━━ Extrait choisi ━━

Mathieu Paris, journaliste en formation à l’Observatoire des multinationales revient sur son expérience de six mois à décrypter les pratiques des grandes entreprises du CAC 40. A l’occasion de la sortie duvrai bilan annuel des entreprises du CAC 40, Basta! vous livre son témoignage :
« Quelles sont les plus hautes rémunération des dirigeants ? Quels sont les montants des dividendes versés ? Qui sont les actionnaires ? Quelles sont les affaires judiciaires auxquelles ces entreprises ont été confrontées ? J’ai épluché pendant plusieurs mois une quarantaine de documents de références des multinationales françaises pour préparer notre contre-rapport. Mon rôle : trouver les infos importantes cachées au milieu de ces 200 à 400 pages de bilan annuel et débusquer les entreprises qui manient le plus la langue de bois !
A force de lire les documents de référence des principales multinationales françaises, j’ai fini par rêver de leurs couvertures ! De petites montagnes avec des chèvres qui paissent et des éoliennes en arrière-plan, des femmes avec des casques de chantiers… Cela me fait parfois de la peine d’attaquer ces entreprises tellement les images qu’elles se donnent sont belles !
Nous avons fréquemment trouvé des manipulations des objectifs de développement durable. Quand la Société générale affirme que le nucléaire est une énergie renouvelable, c’est une perle ! Nous pouvons aussi découvrir la liste des paradis fiscaux qui accueillent les filiales de chaque banque française : les Bahamas, les Îles Caïman, l’Île Maurice, etc.

━━━
━━ Données fournies ━━

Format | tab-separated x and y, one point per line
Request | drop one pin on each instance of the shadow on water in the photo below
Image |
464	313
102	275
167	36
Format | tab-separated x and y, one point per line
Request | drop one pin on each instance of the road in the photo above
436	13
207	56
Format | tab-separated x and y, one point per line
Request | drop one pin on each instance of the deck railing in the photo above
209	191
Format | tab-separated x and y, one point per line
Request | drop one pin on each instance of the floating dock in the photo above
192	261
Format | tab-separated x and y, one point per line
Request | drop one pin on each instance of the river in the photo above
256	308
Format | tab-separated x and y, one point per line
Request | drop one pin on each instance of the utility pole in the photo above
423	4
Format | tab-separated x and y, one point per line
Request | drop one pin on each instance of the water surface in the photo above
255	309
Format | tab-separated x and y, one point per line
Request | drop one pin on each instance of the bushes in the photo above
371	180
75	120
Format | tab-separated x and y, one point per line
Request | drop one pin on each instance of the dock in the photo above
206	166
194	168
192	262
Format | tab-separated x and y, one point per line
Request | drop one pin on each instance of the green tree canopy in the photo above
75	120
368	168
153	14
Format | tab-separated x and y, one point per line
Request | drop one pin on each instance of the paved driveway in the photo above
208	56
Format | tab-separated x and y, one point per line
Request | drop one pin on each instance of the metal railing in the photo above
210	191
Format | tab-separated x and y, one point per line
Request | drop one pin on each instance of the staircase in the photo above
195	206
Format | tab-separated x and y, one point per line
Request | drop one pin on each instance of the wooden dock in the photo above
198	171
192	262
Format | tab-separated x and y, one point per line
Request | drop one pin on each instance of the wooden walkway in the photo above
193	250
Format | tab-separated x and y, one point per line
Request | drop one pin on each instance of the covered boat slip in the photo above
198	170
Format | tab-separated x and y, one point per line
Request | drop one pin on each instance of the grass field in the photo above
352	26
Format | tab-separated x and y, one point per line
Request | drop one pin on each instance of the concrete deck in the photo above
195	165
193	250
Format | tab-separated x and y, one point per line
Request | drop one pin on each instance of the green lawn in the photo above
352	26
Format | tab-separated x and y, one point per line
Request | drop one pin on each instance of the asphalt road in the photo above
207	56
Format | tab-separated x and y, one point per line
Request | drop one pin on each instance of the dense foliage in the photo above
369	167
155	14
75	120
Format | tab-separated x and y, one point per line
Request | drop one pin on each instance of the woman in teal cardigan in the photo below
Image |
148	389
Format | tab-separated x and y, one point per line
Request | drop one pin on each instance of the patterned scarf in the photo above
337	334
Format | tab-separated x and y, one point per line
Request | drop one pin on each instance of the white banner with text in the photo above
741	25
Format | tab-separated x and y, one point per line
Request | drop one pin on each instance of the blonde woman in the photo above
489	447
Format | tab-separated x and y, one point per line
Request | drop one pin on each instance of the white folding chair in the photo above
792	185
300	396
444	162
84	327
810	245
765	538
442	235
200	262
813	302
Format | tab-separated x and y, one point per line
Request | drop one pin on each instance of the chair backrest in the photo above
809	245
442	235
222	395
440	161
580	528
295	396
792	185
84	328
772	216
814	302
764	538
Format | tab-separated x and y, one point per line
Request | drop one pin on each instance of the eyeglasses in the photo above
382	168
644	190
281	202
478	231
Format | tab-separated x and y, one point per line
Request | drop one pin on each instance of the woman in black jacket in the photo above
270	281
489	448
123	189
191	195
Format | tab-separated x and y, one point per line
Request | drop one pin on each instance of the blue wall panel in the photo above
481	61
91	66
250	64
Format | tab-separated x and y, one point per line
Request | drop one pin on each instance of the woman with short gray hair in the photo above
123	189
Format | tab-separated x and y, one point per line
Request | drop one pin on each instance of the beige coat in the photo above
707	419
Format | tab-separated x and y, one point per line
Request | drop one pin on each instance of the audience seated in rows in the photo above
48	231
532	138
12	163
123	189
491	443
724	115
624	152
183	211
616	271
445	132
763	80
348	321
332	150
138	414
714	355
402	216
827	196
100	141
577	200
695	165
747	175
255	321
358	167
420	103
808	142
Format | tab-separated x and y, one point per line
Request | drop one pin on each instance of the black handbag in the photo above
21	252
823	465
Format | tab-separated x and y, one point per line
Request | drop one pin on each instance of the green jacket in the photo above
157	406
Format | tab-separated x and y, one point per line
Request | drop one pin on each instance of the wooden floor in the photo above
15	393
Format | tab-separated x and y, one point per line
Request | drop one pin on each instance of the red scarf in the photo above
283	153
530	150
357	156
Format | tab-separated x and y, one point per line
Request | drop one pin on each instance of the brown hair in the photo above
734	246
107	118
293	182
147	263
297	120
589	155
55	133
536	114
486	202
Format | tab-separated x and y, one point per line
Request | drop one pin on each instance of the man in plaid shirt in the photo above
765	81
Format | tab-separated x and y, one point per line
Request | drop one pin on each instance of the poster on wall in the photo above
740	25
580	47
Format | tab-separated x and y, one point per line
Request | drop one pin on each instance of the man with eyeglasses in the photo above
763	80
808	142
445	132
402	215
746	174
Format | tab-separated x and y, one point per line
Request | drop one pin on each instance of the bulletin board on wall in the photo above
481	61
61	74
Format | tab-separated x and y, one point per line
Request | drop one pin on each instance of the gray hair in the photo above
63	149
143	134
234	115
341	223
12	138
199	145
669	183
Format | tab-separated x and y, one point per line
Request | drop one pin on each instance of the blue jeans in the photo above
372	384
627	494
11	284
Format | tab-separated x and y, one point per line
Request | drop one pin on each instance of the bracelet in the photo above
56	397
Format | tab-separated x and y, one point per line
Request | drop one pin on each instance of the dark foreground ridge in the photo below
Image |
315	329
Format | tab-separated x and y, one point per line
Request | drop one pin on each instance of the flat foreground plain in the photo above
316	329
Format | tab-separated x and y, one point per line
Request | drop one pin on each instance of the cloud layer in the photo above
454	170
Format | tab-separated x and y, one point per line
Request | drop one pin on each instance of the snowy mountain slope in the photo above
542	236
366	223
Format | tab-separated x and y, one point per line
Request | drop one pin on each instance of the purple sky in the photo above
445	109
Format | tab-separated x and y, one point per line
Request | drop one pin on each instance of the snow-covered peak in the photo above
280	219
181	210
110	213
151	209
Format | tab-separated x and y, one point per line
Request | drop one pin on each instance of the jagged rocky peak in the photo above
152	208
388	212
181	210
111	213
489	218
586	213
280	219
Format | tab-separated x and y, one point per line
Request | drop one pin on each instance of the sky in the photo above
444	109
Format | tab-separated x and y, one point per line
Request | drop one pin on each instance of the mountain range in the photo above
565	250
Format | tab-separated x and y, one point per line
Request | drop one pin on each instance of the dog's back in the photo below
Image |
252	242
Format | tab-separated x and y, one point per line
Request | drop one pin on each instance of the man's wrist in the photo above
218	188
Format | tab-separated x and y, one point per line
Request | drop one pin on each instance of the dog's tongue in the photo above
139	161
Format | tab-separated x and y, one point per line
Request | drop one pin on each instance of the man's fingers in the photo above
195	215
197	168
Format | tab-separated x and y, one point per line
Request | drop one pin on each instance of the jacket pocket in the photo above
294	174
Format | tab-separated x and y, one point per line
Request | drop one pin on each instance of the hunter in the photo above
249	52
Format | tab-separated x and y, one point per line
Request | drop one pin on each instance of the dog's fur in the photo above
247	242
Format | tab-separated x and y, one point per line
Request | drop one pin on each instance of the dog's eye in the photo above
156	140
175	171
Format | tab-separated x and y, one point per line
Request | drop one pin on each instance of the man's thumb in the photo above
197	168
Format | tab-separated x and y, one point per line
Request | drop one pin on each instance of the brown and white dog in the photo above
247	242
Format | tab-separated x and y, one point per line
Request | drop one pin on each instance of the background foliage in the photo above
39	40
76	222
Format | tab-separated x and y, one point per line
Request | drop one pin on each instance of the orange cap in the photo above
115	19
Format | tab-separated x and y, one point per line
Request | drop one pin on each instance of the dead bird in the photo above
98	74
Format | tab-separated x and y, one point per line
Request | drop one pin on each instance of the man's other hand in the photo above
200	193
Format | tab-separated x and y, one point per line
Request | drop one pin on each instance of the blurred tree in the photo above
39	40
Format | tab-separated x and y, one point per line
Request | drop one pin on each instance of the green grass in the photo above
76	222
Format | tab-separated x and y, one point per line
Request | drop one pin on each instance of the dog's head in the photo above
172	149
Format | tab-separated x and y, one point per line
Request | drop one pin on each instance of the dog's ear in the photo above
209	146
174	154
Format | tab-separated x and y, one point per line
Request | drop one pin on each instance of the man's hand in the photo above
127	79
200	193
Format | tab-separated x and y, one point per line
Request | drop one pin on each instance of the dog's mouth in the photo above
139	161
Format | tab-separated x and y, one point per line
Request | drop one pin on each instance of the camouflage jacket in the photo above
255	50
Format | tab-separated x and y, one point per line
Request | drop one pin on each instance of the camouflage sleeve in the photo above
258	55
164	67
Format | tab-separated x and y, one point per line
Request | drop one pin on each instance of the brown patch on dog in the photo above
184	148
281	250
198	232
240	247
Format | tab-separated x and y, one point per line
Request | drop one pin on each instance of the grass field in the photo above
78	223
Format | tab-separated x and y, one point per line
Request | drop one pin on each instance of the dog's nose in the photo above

━━━

Volets de l'exercice ::
• a. Traduisez en anglais cette phrase de l'extrait choisi : « Nous avons fréquemment trouvé des manipulations des objectifs de développement durable. »
• b. D'après l'extrait choisi, combien de pages compte un bilan annuel des multinationales françaises ?
• c. Citez tout le passage de l'extrait choisi, depuis « A force de lire » jusqu'à « l’Île Maurice, etc. ».
Les enregistrements n'entrent pas en compte ici.

Réponses dans l'ordre ::
• a. We frequently found manipulations of the sustainable development goals.

• b. De 200 à 400 pages.

• c.
A force de lire les documents de référence des principales multinationales françaises, j’ai fini par rêver de leurs couvertures ! De petites montagnes avec des chèvres qui paissent et des éoliennes en arrière-plan, des femmes avec des casques de chantiers… Cela me fait parfois de la peine d’attaquer ces entreprises tellement les images qu’elles se donnent sont belles !
Nous avons fréquemment trouvé des manipulations des objectifs de développement durable. Quand la Société générale affirme que le nucléaire est une énergie renouvelable, c’est une perle ! Nous pouvons aussi découvrir la liste des paradis fiscaux qui accueillent les filiales de chaque banque française : les Bahamas, les Îles Caïman, l’Île Maurice, etc.